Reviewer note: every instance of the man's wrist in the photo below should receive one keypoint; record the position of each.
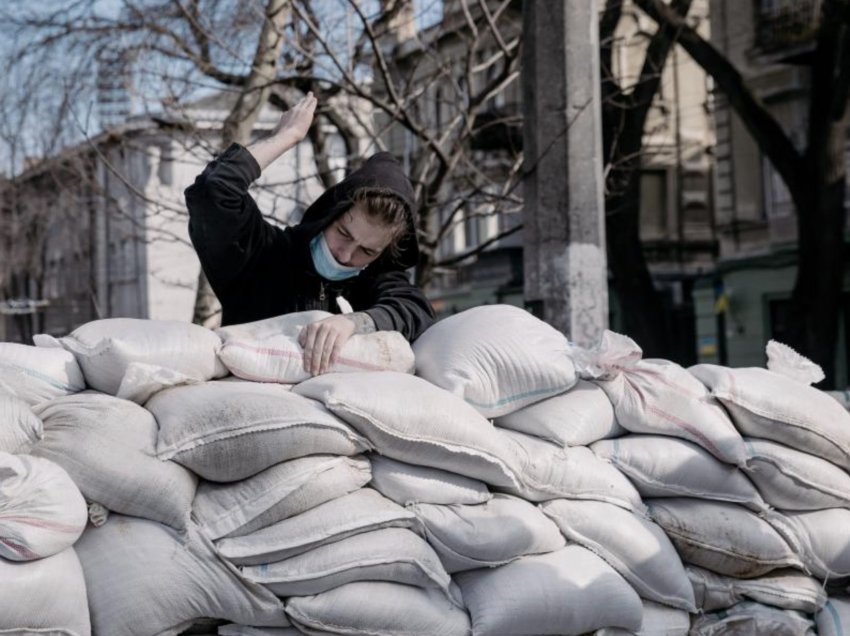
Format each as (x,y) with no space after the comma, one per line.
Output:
(363,322)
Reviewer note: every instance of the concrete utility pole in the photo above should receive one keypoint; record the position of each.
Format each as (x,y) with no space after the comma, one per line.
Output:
(566,282)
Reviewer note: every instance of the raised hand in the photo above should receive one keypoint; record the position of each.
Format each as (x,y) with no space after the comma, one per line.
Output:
(291,129)
(295,122)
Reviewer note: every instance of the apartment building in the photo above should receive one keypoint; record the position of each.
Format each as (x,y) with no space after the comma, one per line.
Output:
(745,300)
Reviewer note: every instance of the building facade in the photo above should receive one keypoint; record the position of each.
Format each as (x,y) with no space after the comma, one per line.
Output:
(114,236)
(677,225)
(743,303)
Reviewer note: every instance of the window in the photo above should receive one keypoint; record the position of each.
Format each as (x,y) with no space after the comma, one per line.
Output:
(653,204)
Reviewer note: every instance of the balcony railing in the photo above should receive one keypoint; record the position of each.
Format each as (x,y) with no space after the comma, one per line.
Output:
(786,25)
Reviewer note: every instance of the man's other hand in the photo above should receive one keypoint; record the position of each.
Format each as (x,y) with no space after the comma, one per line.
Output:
(323,340)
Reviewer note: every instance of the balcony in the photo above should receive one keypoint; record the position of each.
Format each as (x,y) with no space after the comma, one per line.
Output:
(786,29)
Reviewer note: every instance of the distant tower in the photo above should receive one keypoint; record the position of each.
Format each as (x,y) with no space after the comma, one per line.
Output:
(402,24)
(114,86)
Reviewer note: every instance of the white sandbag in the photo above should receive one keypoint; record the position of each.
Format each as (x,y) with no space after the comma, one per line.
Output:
(658,620)
(46,596)
(493,533)
(410,419)
(390,554)
(820,537)
(268,350)
(38,374)
(498,358)
(771,405)
(407,484)
(842,397)
(786,589)
(244,630)
(661,466)
(659,397)
(552,472)
(378,608)
(751,618)
(578,417)
(133,358)
(142,575)
(637,548)
(19,426)
(42,511)
(834,618)
(363,510)
(790,479)
(571,591)
(108,447)
(279,492)
(229,431)
(722,537)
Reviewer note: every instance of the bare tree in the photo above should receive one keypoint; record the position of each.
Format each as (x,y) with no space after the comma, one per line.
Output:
(626,104)
(815,177)
(381,82)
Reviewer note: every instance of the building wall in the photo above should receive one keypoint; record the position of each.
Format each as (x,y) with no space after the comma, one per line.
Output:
(756,220)
(118,242)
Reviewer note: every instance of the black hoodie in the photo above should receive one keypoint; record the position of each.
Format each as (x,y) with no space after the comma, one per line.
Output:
(258,270)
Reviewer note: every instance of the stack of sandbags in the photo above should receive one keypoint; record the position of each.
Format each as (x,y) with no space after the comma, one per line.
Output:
(268,350)
(152,572)
(714,503)
(798,453)
(515,485)
(42,514)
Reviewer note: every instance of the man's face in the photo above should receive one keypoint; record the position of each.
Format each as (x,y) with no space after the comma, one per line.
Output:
(356,239)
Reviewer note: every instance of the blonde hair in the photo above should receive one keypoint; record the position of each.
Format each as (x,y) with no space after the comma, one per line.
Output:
(388,208)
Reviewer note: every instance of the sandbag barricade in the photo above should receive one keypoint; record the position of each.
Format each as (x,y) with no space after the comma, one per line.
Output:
(642,498)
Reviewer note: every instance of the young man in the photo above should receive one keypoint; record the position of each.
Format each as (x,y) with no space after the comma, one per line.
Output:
(354,241)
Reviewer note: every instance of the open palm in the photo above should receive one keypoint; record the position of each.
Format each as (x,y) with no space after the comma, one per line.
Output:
(295,122)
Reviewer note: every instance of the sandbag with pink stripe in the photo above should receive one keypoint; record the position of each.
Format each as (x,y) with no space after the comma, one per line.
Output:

==========

Every line where "hand" appears must be returned from the listing above.

* [Your solution]:
Reviewer note: every instance of the raised hand in the photo above should receive one keypoint; record the position of each.
Reviewer note: every instance of the man's other hand in the photo above should receive one keypoint; record the position of each.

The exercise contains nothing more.